▸ Task directions:
Please copy the part of the records that opens with the line containing "Draw the outline of every instance of the <item>wheel" and runs through the end of the records, both ends included. Keep every line, but scale each coordinate in the answers by 1.2 and round it to a whole number, with halves rounded up.

▸ Input for this task:
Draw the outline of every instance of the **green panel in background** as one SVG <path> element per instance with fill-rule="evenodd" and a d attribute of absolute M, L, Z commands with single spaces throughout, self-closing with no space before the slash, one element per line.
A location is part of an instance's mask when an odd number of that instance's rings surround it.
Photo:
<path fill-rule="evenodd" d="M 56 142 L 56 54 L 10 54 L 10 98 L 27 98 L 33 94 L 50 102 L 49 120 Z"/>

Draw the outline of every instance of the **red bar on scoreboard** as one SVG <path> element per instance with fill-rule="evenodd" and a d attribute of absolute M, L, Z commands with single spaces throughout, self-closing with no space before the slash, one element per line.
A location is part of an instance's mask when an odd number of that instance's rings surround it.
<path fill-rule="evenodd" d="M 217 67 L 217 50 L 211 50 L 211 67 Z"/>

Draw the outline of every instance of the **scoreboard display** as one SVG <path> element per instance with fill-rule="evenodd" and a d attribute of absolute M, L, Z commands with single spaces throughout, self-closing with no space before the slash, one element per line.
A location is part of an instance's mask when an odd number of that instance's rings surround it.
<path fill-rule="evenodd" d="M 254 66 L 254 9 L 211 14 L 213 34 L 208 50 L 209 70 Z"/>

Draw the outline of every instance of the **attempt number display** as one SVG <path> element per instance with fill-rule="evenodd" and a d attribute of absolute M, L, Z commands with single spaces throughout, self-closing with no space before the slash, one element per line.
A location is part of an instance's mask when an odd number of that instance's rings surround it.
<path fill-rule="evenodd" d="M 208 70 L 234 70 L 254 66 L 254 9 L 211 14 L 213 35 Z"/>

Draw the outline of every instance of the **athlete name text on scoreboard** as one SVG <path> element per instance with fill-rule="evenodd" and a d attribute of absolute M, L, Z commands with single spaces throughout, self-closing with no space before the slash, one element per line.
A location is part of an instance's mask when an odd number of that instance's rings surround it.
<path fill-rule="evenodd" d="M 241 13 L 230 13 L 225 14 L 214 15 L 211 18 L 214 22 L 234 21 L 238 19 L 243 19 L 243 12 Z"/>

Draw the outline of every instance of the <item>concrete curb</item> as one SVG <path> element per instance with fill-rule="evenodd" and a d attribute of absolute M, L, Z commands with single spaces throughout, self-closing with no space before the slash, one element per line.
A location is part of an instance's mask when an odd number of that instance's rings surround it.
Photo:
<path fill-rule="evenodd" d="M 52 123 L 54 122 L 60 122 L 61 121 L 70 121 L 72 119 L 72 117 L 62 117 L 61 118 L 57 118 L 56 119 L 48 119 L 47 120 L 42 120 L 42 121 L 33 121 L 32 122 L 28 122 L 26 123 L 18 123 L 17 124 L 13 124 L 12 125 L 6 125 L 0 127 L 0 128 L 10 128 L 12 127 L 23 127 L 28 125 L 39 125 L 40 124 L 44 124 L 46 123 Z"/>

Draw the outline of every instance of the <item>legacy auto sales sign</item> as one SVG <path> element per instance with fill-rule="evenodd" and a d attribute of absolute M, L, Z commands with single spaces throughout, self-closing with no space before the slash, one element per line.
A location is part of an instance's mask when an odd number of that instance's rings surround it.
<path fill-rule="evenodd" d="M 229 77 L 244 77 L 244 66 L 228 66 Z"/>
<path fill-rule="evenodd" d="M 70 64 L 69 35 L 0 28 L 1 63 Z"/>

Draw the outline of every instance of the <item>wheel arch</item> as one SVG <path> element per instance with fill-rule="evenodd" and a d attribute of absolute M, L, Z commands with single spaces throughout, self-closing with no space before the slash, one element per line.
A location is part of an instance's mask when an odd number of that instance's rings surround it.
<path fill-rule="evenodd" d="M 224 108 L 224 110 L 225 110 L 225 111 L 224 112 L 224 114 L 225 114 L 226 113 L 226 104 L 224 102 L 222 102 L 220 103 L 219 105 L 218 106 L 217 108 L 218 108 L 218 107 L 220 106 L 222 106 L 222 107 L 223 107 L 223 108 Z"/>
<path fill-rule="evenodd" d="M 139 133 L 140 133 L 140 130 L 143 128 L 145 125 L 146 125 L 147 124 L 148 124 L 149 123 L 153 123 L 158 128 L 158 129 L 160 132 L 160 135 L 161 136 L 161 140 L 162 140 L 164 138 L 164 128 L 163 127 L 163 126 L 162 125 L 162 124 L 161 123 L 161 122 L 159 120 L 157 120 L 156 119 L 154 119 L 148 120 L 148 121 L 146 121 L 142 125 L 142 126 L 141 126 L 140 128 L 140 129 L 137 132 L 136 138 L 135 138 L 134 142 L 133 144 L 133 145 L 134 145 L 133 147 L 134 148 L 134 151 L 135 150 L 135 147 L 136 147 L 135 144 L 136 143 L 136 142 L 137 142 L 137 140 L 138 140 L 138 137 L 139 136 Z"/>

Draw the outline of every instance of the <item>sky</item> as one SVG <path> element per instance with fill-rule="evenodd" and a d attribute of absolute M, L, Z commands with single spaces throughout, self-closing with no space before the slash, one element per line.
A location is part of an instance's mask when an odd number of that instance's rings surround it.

▸ Task response:
Draw the outline of every instance of the <item>wheel arch</item> as one SVG <path> element per instance with fill-rule="evenodd" and a d attribute of absolute M, L, Z commands with single spaces throughout, self-closing with no space before the slash, one element per line.
A location is part of an instance's mask when an odd number of that instance's rings surround it.
<path fill-rule="evenodd" d="M 269 130 L 269 132 L 270 132 L 270 133 L 269 134 L 269 137 L 270 137 L 271 136 L 271 125 L 269 122 L 266 122 L 264 124 L 263 126 L 262 127 L 260 130 L 262 130 L 262 128 L 264 127 L 266 127 L 266 128 L 268 128 L 268 130 Z"/>
<path fill-rule="evenodd" d="M 167 160 L 168 160 L 168 156 L 172 154 L 174 150 L 175 150 L 176 149 L 178 149 L 179 148 L 184 148 L 190 154 L 190 155 L 192 158 L 192 162 L 193 163 L 193 168 L 194 168 L 197 166 L 197 154 L 196 152 L 196 151 L 194 150 L 194 149 L 193 148 L 193 146 L 191 144 L 188 144 L 187 143 L 185 143 L 178 144 L 178 145 L 175 145 L 170 150 L 170 151 L 169 151 L 168 154 L 168 155 L 164 158 L 163 166 L 162 166 L 161 170 L 160 173 L 160 174 L 161 174 L 160 176 L 161 178 L 161 181 L 162 180 L 162 176 L 163 176 L 162 173 L 163 172 L 163 170 L 164 170 L 164 168 L 166 168 L 166 164 L 167 163 Z"/>

Draw the outline of every instance of the <item>sky</item> as one SVG <path> element per instance with fill-rule="evenodd" and a d attribute of absolute M, L, Z commands with single spaces throughout, self-closing with no space before the slash, one element per line.
A location is part of an instance's mask when an odd number of that instance's rings surround it.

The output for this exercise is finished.